→ **Stated exercise**
Collect every line in the data below that contains the word "blurred". Matching is case-sensitive.

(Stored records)
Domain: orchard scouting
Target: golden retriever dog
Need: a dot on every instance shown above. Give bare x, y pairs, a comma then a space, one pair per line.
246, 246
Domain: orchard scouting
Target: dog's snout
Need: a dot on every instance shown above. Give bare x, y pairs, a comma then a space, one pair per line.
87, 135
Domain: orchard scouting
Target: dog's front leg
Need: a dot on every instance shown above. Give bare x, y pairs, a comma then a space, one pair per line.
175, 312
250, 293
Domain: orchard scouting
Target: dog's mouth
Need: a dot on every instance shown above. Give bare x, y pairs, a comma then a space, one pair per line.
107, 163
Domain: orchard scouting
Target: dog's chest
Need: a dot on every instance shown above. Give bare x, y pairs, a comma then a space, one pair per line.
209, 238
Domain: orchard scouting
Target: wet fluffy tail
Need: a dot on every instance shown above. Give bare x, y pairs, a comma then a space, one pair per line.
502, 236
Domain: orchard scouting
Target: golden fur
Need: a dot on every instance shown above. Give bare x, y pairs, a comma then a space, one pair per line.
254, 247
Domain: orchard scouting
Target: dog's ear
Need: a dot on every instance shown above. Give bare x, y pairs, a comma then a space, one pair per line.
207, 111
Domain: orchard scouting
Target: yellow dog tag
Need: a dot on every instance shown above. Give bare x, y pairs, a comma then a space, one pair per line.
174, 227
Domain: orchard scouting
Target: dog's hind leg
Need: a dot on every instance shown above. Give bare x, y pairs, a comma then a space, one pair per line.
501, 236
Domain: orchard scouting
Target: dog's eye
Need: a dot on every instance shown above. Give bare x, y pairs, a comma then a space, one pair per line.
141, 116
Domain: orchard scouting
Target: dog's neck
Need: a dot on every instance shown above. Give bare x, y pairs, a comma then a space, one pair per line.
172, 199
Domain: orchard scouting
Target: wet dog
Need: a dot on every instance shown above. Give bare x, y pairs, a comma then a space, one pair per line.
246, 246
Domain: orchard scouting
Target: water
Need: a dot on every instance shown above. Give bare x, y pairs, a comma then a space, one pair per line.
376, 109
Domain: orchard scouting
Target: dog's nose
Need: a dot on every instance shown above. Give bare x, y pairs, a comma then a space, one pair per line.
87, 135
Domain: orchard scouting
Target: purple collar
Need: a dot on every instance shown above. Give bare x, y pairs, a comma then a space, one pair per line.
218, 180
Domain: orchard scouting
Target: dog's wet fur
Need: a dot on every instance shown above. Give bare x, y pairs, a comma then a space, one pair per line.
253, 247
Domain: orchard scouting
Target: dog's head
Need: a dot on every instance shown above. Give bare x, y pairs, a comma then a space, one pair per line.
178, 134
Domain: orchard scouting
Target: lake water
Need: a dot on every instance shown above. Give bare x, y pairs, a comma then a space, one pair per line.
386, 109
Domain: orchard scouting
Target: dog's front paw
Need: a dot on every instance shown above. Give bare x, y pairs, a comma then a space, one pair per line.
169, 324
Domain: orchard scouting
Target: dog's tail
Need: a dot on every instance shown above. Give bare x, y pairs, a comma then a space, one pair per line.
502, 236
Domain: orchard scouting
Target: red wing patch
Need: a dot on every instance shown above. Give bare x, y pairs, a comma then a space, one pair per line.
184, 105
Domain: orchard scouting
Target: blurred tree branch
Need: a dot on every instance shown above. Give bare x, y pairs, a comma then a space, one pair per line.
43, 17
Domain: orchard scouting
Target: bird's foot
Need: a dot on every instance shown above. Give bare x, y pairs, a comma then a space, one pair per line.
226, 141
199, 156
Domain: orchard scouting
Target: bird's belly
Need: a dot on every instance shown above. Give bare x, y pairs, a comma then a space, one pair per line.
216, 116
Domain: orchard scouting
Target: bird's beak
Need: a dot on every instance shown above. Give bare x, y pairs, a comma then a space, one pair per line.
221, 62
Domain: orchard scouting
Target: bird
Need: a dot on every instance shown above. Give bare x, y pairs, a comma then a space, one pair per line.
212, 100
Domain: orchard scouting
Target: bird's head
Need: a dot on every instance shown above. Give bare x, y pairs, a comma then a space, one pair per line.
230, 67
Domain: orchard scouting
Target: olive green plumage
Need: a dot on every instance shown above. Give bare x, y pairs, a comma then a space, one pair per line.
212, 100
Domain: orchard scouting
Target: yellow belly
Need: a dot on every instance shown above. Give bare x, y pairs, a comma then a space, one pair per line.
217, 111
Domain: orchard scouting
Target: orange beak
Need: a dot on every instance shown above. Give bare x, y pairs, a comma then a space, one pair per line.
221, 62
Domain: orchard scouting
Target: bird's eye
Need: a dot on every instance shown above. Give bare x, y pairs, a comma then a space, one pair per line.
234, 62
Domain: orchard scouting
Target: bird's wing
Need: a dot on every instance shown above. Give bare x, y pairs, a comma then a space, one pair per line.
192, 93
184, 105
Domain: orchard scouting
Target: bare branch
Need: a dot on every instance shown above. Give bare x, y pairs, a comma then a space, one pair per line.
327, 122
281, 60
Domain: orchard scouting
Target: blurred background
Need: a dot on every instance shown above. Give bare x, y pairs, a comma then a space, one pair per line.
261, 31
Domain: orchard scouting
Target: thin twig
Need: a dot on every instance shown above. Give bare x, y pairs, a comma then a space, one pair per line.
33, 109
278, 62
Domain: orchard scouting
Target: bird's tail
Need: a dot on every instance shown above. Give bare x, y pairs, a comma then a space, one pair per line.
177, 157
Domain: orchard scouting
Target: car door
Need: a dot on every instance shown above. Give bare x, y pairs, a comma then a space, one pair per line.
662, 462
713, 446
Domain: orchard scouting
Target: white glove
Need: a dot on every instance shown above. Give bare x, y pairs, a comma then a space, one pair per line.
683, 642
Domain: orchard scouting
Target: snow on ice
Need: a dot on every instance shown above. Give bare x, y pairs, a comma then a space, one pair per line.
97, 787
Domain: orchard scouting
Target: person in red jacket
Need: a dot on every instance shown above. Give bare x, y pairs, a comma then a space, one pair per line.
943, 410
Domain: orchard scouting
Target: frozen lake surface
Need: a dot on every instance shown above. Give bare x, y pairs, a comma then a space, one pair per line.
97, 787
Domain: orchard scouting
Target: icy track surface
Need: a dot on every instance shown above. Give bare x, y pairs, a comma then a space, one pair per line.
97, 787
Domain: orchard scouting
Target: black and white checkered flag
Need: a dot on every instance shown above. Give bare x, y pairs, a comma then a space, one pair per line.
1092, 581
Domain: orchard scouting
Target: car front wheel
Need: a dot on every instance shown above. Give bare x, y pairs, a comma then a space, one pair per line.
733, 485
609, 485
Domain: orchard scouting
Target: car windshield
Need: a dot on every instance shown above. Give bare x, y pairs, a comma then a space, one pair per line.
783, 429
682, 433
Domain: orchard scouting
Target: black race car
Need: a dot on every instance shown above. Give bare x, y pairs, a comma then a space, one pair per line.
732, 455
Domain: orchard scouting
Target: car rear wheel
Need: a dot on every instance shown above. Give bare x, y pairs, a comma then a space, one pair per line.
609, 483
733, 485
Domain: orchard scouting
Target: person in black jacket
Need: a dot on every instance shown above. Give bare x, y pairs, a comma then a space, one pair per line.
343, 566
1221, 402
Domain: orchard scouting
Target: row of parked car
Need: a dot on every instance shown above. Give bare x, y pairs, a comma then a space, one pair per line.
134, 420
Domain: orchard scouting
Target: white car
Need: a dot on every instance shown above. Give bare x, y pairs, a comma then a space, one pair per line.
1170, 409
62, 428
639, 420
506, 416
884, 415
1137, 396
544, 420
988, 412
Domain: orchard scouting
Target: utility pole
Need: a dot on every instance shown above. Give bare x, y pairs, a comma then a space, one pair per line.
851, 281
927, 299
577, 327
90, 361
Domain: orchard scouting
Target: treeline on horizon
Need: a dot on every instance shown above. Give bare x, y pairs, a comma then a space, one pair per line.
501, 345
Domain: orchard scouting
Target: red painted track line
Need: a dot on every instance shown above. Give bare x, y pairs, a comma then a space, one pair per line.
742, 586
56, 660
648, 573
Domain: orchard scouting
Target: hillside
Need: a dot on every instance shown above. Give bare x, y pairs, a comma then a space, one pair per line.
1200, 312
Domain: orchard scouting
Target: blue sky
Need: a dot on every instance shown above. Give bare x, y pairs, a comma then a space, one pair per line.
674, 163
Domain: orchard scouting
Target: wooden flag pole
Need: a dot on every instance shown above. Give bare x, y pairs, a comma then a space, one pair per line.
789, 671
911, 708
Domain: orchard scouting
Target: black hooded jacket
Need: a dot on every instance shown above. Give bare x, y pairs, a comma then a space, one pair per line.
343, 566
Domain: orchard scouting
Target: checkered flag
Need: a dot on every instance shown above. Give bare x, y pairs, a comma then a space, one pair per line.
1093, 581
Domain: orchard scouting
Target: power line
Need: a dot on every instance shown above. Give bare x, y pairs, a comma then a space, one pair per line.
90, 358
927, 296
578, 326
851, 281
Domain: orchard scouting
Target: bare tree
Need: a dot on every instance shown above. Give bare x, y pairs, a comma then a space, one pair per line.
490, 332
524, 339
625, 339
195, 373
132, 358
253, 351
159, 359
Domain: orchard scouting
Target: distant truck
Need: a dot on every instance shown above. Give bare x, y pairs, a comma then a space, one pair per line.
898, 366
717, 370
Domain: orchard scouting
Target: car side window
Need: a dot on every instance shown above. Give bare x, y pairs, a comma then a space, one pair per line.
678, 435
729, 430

→ **Written answer**
Target: blurred tree branch
Target: blurred background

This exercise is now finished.